SET TASK: Reproduce the rows below verbatim, from the line with "Indicate the blurred crowd" to the line with "pixel 271 507", including both of those lines.

DATA LINES:
— begin —

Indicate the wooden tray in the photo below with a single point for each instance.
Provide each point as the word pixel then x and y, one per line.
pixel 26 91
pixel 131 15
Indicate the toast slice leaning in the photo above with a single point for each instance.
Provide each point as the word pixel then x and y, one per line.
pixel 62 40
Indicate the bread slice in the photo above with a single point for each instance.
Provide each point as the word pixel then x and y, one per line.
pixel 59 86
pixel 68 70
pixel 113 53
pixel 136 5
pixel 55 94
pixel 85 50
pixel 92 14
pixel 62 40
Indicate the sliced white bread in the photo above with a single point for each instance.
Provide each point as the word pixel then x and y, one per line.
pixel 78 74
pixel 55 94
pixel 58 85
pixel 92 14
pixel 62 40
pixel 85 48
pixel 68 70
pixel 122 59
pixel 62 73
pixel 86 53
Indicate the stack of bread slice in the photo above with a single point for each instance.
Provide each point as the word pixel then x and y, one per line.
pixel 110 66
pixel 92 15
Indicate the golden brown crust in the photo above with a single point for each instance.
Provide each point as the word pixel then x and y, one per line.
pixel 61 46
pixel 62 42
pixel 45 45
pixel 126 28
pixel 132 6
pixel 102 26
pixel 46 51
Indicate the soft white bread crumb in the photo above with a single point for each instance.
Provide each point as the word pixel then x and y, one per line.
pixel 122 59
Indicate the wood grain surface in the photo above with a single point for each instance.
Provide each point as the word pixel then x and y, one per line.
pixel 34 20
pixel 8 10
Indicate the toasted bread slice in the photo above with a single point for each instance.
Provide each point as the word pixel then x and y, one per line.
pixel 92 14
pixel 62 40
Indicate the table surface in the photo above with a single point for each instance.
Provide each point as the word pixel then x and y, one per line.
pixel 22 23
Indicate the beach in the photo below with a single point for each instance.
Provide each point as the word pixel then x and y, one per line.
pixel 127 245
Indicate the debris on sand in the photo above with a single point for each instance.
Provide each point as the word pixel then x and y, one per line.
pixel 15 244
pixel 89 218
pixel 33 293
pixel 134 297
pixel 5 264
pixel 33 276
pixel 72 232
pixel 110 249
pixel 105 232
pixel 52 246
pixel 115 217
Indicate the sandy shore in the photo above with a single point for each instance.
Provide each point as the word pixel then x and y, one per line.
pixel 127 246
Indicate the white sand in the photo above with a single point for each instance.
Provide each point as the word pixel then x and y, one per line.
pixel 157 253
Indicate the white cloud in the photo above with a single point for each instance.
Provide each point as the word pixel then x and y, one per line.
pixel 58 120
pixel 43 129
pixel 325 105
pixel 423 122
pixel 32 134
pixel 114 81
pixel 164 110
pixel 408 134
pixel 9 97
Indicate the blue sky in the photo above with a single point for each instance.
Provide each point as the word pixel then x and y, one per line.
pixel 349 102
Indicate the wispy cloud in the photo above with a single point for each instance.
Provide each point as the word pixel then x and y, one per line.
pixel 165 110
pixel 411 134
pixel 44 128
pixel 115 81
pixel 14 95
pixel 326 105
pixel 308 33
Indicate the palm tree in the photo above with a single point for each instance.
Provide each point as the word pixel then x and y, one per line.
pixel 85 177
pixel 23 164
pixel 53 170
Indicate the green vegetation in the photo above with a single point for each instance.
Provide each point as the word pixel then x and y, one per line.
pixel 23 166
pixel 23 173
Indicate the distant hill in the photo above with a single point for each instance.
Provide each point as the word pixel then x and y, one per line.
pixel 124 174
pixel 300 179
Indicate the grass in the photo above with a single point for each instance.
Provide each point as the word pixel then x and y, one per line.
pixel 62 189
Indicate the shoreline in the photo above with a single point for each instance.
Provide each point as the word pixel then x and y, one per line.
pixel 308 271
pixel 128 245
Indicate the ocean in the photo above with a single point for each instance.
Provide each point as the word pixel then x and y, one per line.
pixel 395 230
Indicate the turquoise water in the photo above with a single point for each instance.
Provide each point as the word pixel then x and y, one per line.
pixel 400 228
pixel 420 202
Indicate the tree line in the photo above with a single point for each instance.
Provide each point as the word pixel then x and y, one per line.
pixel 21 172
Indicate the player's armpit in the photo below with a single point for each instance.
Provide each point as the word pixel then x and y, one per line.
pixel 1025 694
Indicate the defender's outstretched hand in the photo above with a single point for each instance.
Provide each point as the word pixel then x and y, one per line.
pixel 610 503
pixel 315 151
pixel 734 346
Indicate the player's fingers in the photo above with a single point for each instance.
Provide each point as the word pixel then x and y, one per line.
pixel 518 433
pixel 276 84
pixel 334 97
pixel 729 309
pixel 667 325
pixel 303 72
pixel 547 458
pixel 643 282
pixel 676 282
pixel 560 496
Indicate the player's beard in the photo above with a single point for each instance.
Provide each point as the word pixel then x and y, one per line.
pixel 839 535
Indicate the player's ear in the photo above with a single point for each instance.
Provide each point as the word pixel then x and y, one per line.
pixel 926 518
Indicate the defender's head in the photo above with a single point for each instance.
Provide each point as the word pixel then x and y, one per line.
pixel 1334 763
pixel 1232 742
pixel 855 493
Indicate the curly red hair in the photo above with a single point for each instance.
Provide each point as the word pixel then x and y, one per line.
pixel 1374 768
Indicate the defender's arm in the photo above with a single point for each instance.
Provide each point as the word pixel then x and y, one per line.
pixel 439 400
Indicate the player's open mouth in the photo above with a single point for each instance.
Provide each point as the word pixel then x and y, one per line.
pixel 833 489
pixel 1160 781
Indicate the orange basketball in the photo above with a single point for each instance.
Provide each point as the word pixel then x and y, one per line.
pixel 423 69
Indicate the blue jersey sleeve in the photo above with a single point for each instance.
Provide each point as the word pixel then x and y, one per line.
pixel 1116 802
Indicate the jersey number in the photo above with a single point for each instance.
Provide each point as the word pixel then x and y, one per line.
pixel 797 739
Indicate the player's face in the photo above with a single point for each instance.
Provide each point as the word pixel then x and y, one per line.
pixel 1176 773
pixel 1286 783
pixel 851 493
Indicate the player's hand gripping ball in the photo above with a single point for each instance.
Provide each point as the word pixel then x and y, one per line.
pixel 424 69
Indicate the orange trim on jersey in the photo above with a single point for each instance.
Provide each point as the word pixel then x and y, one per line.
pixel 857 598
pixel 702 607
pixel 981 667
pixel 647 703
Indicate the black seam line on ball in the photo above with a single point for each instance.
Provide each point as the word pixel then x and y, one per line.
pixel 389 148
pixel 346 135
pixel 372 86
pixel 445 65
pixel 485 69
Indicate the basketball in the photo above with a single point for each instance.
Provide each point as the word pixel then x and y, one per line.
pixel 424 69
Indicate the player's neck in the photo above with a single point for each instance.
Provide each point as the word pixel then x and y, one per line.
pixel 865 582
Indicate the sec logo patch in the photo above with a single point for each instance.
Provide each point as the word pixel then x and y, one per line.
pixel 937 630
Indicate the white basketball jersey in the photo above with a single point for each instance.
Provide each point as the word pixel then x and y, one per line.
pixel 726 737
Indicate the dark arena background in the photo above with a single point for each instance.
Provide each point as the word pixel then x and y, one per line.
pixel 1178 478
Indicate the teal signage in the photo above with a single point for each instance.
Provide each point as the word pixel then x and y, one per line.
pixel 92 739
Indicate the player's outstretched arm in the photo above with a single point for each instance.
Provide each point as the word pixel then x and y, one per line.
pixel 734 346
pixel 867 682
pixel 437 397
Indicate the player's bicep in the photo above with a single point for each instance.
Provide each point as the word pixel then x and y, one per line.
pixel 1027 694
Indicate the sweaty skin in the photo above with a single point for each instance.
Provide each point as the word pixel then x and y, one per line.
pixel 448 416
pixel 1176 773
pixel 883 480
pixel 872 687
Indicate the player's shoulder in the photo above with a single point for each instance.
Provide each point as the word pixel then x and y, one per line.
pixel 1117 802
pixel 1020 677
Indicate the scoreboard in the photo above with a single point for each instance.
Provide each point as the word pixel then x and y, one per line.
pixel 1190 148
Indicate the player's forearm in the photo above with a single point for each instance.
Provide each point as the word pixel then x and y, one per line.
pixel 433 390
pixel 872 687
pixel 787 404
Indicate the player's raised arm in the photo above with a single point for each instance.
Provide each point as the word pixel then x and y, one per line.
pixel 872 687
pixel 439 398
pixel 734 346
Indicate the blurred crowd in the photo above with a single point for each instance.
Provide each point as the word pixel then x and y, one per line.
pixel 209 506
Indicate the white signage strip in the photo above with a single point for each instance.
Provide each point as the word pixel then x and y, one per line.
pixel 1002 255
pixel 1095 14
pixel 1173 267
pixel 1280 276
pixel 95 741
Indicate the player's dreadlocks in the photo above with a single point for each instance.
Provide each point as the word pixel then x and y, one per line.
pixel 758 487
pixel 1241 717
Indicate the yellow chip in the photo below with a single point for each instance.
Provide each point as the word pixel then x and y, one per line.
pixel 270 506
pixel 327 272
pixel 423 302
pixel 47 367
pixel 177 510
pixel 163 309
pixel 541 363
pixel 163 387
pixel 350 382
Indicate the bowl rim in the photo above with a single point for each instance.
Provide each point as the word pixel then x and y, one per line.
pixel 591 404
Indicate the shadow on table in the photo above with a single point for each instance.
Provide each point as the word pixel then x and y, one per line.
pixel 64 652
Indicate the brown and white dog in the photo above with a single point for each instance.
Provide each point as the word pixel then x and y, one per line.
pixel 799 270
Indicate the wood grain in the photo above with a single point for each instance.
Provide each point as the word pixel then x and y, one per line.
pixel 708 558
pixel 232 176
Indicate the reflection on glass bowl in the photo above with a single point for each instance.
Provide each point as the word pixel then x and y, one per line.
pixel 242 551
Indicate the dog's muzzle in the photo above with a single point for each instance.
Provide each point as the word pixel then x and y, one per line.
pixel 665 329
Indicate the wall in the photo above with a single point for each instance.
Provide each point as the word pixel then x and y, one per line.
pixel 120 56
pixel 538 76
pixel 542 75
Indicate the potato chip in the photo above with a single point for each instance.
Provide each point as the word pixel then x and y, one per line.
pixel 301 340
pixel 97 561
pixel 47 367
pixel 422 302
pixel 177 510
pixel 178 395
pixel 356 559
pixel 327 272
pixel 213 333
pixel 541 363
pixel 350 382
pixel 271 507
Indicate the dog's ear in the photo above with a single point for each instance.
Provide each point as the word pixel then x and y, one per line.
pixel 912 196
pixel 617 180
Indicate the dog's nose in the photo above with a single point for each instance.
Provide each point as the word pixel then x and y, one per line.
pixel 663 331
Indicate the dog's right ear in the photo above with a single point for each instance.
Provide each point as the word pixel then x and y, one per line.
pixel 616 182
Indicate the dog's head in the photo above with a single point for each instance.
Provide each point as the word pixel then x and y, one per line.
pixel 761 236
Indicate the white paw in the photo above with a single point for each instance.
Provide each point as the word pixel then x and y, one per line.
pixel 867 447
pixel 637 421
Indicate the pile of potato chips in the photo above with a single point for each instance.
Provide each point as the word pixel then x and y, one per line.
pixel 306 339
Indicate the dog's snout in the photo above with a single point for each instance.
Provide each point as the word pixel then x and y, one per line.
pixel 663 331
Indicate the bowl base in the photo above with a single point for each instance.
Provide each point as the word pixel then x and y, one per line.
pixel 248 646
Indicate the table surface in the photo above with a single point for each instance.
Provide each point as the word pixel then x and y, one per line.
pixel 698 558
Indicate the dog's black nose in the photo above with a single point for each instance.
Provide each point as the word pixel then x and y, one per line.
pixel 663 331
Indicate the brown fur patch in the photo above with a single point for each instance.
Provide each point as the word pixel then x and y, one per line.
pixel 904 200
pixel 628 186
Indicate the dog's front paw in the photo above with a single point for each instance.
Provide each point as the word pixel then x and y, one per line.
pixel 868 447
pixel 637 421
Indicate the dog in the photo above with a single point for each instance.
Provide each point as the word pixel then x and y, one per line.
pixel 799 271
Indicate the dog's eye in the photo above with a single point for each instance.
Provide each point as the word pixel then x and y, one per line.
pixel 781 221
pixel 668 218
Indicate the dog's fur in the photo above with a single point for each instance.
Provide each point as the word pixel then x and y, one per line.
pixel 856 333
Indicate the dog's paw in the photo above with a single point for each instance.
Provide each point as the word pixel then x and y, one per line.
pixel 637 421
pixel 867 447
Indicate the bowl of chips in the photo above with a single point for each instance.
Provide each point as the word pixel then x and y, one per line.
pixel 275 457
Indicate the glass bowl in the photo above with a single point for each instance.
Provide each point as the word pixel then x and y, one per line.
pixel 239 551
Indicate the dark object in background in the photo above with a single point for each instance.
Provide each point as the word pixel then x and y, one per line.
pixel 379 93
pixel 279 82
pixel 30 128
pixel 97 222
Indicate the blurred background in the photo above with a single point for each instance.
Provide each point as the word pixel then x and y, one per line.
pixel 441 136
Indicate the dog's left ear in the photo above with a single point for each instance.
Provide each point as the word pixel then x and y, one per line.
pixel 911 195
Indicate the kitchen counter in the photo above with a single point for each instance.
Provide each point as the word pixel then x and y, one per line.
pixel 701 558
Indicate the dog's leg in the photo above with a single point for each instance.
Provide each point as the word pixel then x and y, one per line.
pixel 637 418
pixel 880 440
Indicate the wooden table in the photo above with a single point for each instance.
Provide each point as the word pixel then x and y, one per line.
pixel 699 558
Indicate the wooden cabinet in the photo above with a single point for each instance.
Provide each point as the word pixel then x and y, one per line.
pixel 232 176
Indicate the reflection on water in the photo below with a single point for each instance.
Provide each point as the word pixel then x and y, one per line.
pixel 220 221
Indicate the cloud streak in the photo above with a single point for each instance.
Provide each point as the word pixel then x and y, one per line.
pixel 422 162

— end —

COMPLETED TASK:
Indicate the blurred crowd in the photo above with a single point for each instance.
Provide each point as the word pixel then x and y, one per line.
pixel 209 506
Indicate the white signage strip in the photo above with a single point for each instance.
Provide each point as the word pixel then x and y, one per line.
pixel 1002 255
pixel 1095 14
pixel 1173 267
pixel 1280 276
pixel 95 741
Indicate the player's dreadlocks in the photo above with a single point for each instance.
Provide each point as the word pixel then x and y, one per line.
pixel 758 487
pixel 1241 717
Indicate the yellow chip in the photo below with a single point for each instance.
Provide each point as the word pixel then x and y, one per line.
pixel 270 506
pixel 327 272
pixel 423 302
pixel 47 367
pixel 177 510
pixel 163 309
pixel 541 363
pixel 163 387
pixel 350 382
Indicate the bowl rim in the photo above with a single point for each instance.
Provide each point as the word pixel then x and y, one per line.
pixel 591 404
Indicate the shadow on table in the photo above with a single point for each instance.
Provide each point as the word pixel then x and y, one per line.
pixel 64 652
Indicate the brown and white dog in the photo above with a single point for each instance.
Provide each point as the word pixel then x and y, one per line.
pixel 799 270
Indicate the wood grain in the photo above with a single point for each instance.
Provide each point as the word pixel then x and y, one per line.
pixel 708 558
pixel 232 176
Indicate the reflection on glass bowl in the photo above with a single point for each instance.
Provide each point as the word pixel then x and y, one per line.
pixel 242 551
Indicate the dog's muzzle in the photo above with a single point for each instance.
Provide each point as the word pixel then x and y, one per line.
pixel 665 329
Indicate the wall in the photo above with a single point for each instance.
Provide each point as the word pixel then x and y, one per line.
pixel 120 56
pixel 538 76
pixel 542 75
Indicate the potato chip in the photo above with a single point for each instance.
Provide each point as the word pixel then x and y, one per line.
pixel 301 340
pixel 97 561
pixel 47 367
pixel 422 302
pixel 177 510
pixel 178 395
pixel 356 559
pixel 327 272
pixel 213 333
pixel 541 363
pixel 350 382
pixel 271 507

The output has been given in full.